WRITTEN EXERCISE »
Reproduce the part that opens with the line containing "Give the mask of every instance of the bird's tail." and closes with the line containing "[[[20,32],[21,30],[12,29],[13,31]]]", both lines included, with "tail" changed to "tail feathers" and everything else unchanged.

:::::

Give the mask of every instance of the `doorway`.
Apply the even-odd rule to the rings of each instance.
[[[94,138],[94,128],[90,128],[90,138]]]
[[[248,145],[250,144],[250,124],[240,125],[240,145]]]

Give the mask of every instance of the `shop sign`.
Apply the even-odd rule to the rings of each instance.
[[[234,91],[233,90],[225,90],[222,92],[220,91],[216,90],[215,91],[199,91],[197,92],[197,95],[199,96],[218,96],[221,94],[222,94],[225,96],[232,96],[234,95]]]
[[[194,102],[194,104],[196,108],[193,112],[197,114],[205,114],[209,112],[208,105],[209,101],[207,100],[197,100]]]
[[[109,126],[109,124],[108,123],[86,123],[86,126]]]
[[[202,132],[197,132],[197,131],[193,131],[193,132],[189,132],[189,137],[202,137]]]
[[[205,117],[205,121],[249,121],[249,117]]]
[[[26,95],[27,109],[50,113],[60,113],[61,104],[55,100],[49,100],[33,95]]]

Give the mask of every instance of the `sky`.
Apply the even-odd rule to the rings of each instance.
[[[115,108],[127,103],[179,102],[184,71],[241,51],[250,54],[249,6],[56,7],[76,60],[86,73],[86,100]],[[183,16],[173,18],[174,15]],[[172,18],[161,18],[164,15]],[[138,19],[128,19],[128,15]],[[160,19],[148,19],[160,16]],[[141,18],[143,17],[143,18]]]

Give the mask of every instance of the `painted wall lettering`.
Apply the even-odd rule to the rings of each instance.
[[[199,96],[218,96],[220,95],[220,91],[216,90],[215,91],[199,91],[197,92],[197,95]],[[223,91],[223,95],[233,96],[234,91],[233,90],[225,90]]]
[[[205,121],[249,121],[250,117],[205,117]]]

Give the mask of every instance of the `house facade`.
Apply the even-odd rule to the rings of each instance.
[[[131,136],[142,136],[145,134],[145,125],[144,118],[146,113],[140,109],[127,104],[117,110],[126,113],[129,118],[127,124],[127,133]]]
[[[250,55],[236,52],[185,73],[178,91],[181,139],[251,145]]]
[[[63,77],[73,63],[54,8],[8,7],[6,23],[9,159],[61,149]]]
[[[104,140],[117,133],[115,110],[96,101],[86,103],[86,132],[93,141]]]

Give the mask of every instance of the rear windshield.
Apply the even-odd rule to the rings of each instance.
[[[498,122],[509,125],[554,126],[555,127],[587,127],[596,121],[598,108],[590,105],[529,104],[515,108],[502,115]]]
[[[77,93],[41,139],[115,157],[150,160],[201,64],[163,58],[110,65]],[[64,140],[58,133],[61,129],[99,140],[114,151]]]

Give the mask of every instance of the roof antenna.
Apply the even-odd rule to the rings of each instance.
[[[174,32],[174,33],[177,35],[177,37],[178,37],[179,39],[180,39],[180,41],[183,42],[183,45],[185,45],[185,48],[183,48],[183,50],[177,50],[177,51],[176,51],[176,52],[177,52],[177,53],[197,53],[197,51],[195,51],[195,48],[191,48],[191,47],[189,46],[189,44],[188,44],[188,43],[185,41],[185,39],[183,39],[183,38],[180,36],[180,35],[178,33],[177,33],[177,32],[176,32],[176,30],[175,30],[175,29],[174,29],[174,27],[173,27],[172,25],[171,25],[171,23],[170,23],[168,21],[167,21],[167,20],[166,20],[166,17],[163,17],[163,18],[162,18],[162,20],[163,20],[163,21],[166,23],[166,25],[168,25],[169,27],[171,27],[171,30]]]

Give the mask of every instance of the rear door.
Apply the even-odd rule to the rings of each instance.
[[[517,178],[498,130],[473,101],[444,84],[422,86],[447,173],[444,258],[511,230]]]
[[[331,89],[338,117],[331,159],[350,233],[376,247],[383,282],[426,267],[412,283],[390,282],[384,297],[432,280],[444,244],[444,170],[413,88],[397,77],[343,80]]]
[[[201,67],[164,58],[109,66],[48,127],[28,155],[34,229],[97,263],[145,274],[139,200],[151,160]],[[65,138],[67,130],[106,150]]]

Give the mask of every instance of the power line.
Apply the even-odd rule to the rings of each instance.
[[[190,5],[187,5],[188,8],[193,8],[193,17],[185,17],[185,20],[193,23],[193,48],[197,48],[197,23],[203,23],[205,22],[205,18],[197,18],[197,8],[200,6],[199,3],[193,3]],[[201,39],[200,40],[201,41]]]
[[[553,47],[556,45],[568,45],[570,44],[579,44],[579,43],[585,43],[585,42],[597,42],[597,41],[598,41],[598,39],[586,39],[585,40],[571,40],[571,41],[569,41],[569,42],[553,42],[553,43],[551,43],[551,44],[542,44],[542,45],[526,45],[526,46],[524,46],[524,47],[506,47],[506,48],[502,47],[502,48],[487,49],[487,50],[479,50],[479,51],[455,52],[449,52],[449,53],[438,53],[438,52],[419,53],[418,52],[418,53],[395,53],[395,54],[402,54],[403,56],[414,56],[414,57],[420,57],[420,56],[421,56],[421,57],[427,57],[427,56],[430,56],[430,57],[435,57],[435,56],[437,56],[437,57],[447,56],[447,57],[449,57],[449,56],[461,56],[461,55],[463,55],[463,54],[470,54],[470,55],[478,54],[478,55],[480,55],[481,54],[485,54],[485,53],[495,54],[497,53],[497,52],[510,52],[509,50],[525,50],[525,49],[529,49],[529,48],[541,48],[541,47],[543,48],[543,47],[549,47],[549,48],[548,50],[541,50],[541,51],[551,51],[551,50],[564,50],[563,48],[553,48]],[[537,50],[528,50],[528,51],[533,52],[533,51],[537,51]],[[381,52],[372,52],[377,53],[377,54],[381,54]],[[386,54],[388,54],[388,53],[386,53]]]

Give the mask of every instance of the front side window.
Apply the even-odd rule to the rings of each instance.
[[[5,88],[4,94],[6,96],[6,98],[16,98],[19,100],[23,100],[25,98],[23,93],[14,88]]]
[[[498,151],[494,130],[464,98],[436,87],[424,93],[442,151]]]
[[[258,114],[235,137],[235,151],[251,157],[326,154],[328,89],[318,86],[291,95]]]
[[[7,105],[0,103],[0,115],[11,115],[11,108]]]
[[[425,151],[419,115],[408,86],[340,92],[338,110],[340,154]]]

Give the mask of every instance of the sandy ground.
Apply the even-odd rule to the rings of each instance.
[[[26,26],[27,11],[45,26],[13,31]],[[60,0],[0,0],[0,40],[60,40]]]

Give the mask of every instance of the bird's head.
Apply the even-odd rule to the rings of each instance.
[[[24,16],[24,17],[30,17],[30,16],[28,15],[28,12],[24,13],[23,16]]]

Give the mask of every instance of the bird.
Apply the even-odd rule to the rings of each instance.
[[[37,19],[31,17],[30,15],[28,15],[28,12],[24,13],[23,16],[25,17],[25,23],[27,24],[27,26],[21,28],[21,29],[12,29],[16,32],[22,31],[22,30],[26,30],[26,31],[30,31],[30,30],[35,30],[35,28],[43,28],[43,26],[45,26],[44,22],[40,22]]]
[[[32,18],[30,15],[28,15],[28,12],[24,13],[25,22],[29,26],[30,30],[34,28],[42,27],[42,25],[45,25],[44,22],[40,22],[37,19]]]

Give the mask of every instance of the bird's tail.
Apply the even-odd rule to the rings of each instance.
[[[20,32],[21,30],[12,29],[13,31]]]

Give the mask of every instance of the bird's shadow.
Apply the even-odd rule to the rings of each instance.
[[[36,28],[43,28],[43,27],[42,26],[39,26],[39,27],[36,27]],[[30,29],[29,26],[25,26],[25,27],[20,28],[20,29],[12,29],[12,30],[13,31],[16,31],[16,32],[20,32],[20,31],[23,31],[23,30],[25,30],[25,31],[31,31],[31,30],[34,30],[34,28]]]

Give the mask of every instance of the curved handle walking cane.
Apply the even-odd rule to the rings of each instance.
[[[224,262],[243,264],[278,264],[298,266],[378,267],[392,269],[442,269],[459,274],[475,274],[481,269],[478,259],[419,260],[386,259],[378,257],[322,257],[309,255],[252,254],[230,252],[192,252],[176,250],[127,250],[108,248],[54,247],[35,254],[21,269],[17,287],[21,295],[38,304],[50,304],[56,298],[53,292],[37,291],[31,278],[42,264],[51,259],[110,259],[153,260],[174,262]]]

:::::

ANSWER TO THE TASK »
Give the mask of every instance of the bird's tail feathers.
Apply the even-odd rule to the rings of each instance.
[[[20,32],[21,30],[12,29],[13,31]]]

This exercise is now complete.